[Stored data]
[Start of section]

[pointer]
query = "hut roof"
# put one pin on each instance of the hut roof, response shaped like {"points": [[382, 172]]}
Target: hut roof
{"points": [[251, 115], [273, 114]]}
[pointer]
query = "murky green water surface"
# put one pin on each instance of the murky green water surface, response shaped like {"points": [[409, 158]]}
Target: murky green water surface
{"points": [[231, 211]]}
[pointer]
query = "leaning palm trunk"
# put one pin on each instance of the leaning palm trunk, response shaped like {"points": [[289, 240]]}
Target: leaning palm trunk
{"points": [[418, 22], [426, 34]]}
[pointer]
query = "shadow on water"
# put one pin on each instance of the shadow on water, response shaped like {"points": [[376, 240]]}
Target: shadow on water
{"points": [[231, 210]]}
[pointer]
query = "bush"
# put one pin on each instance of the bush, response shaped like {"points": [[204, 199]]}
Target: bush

[End of section]

WHAT TO DO
Please copy the line holding "Target: murky green water surface" and all lines after it to the end of the records, exactly, and nothing else.

SOLUTION TO THIS EXERCISE
Target: murky green water surface
{"points": [[231, 211]]}
[pointer]
query = "leaning palm trunk"
# put one pin on each instance of the leaning palm trunk, response shaped like {"points": [[289, 240]]}
Target: leaning palm trunk
{"points": [[418, 22], [426, 34]]}
[pointer]
query = "shadow on water"
# put one pin on each instance of the shadow on water, response shaped like {"points": [[376, 240]]}
Target: shadow on water
{"points": [[231, 210]]}
[pointer]
query = "bush"
# put one pin on each instance of the bush, response shaped like {"points": [[204, 199]]}
Target: bush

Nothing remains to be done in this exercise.